Brief A :: Reproduce the article on the US election and clean energy word for word.

Page ::
The US election upon us, and there is little to suggest that either candidate has the edge in the race to the White House.
As the two candidates, Donald Trump and Kamala Harris, continue their last-minute campaigning in a bid to capture voters in key states, the polls suggest the two are still neck and neck.
While the result of the election may be clear on 6 November, the likelihood, given how close the two candidates are, is that an official outcome might not be available until a few days after the polls close.
Among those keenly eyeing the impending result will be clean energy firms and their investors, with the result of the presidential race set to have markedly different impacts on the US energy sector whichever way it goes.
Face off: Clean energy firms will be holding their breaths ahead of the US election on Tuesday
Where do the two candidates stand?
If Kamala Harris comes out on top, the outlook for the clean energy sector in the US could look rather more rosy than under Trump.
While Harris is undoubtedly the greener of the two, she has yet to pin her colours to the mast in the way that clean energy firms may be hoping for, with her climate plan lacking in any real detail.
However, at the Democratic National Convention, Harris said it was a fundamental freedom for Americans to ‘breathe clean air and drink clean water and live free from the pollution that fuels the climate crisis’.
Tom Sosnoff, chief executive and founder of financial network tastylive, said: ‘Looking at each of the candidates in the US presidential election, the Biden administration, with Kamala Harris as Vice President, has emphasized clean energy initiatives, aiming to transition to renewable sources.

Raw data ::
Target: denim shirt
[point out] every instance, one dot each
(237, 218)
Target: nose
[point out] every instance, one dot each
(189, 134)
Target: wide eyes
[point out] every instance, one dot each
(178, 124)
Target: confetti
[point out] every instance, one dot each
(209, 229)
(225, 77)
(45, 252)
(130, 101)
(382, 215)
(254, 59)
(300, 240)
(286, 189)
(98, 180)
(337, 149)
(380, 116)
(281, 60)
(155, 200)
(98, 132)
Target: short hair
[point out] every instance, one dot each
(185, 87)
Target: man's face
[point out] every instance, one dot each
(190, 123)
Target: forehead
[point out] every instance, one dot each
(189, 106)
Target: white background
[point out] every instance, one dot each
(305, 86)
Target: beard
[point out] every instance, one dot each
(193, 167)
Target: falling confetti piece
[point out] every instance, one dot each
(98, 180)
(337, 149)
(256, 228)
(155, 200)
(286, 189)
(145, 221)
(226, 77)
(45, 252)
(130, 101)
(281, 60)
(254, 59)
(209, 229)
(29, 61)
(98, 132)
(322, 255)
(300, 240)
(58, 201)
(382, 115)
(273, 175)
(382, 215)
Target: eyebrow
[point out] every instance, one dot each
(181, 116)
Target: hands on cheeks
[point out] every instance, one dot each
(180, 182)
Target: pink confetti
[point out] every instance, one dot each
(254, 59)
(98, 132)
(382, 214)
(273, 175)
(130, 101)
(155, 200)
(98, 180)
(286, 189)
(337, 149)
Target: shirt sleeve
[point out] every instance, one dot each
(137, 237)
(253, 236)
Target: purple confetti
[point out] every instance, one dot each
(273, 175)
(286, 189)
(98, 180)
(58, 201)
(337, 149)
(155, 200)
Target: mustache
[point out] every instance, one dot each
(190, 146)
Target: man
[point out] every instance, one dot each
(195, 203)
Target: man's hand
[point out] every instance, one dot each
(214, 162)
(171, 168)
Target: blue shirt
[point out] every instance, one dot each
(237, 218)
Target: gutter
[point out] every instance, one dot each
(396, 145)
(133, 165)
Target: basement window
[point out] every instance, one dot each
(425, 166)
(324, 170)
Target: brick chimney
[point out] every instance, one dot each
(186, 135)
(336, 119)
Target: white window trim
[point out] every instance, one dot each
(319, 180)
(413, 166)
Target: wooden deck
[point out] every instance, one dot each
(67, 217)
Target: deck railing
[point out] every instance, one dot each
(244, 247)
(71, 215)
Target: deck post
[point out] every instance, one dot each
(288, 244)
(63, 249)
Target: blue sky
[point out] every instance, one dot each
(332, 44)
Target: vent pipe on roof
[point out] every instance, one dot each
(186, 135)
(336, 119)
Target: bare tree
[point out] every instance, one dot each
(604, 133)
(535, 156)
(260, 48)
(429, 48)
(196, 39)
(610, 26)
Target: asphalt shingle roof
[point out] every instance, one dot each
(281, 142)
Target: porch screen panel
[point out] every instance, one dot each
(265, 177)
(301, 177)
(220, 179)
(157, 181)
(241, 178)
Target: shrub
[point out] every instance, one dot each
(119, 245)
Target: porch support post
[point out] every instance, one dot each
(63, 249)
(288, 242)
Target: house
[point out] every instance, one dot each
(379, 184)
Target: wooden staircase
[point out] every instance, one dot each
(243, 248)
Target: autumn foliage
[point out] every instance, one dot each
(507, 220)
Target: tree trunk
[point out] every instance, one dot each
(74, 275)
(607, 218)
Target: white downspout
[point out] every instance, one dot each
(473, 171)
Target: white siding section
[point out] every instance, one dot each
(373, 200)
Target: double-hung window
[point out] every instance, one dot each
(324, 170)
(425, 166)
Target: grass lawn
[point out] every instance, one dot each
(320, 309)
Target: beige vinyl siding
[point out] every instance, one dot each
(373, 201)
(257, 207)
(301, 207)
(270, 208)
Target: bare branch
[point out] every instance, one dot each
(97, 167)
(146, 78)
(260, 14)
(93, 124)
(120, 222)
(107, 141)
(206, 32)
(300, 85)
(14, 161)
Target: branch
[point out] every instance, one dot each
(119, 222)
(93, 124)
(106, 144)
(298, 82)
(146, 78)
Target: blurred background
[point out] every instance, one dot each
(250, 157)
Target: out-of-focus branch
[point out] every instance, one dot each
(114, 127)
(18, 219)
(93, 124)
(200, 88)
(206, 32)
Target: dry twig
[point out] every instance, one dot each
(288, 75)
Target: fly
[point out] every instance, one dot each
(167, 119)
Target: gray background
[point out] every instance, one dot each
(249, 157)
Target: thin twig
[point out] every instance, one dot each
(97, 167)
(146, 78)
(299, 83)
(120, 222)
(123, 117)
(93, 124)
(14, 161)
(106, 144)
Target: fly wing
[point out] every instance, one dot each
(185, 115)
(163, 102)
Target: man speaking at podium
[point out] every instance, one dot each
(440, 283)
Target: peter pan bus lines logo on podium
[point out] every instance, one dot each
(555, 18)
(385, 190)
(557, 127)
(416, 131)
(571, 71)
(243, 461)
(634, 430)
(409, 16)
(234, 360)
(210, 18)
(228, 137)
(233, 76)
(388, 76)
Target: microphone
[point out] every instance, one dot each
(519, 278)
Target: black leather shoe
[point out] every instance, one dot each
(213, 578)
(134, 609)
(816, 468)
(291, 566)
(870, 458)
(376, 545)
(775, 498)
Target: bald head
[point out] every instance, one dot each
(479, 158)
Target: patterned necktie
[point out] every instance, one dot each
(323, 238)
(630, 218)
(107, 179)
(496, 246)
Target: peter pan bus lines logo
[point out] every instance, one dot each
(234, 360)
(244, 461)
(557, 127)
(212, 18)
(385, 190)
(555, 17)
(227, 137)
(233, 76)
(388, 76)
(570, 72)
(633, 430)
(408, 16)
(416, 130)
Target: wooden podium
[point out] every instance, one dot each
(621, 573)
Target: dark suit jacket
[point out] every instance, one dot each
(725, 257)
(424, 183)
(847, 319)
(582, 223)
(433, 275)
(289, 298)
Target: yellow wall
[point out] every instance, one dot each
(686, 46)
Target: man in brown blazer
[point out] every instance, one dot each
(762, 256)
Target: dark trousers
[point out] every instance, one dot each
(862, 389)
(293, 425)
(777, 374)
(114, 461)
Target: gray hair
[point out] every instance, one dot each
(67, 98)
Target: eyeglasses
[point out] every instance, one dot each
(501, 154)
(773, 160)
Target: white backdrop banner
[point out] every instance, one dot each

Brief B :: Give only the part of the listing starting at the line containing "Target: microphone" and ending at the end of the listing, with "dark" replaced by "navy" and everything else unchanged.

Correct response A ::
The US election upon us, and there is little to suggest that either candidate has the edge in the race to the White House.
As the two candidates, Donald Trump and Kamala Harris, continue their last-minute campaigning in a bid to capture voters in key states, the polls suggest the two are still neck and neck.
While the result of the election may be clear on 6 November, the likelihood, given how close the two candidates are, is that an official outcome might not be available until a few days after the polls close.
Among those keenly eyeing the impending result will be clean energy firms and their investors, with the result of the presidential race set to have markedly different impacts on the US energy sector whichever way it goes.
Face off: Clean energy firms will be holding their breaths ahead of the US election on Tuesday
Where do the two candidates stand?
If Kamala Harris comes out on top, the outlook for the clean energy sector in the US could look rather more rosy than under Trump.
While Harris is undoubtedly the greener of the two, she has yet to pin her colours to the mast in the way that clean energy firms may be hoping for, with her climate plan lacking in any real detail.
However, at the Democratic National Convention, Harris said it was a fundamental freedom for Americans to ‘breathe clean air and drink clean water and live free from the pollution that fuels the climate crisis’.
Tom Sosnoff, chief executive and founder of financial network tastylive, said: ‘Looking at each of the candidates in the US presidential election, the Biden administration, with Kamala Harris as Vice President, has emphasized clean energy initiatives, aiming to transition to renewable sources.

Correct response B ::
Target: microphone
[point out] every instance, one dot each
(519, 278)
Target: black leather shoe
[point out] every instance, one dot each
(213, 578)
(134, 609)
(816, 468)
(291, 566)
(870, 458)
(376, 545)
(775, 498)
Target: bald head
[point out] every instance, one dot each
(479, 158)
Target: patterned necktie
[point out] every instance, one dot each
(323, 238)
(630, 218)
(107, 179)
(496, 246)
Target: peter pan bus lines logo
[point out] every instance, one dot each
(234, 360)
(244, 461)
(557, 127)
(212, 18)
(385, 190)
(555, 17)
(227, 137)
(233, 76)
(388, 76)
(570, 72)
(633, 430)
(408, 16)
(416, 130)
Target: wooden podium
[point out] every instance, one dot each
(621, 573)
Target: navy suit jacket
[point out] every instance, one dot each
(725, 257)
(424, 183)
(847, 319)
(582, 223)
(433, 275)
(289, 298)
Target: yellow wall
[point out] every instance, one dot each
(686, 46)
Target: man in brown blazer
[point out] every instance, one dot each
(762, 256)
Target: navy trousers
[point out] every instance, one dot each
(862, 389)
(293, 425)
(777, 374)
(114, 461)
Target: gray hair
[point out] every instance, one dot each
(67, 98)
Target: eyeglasses
[point out] every instance, one dot each
(501, 154)
(773, 160)
Target: white backdrop banner
[point out] every instance, one dot each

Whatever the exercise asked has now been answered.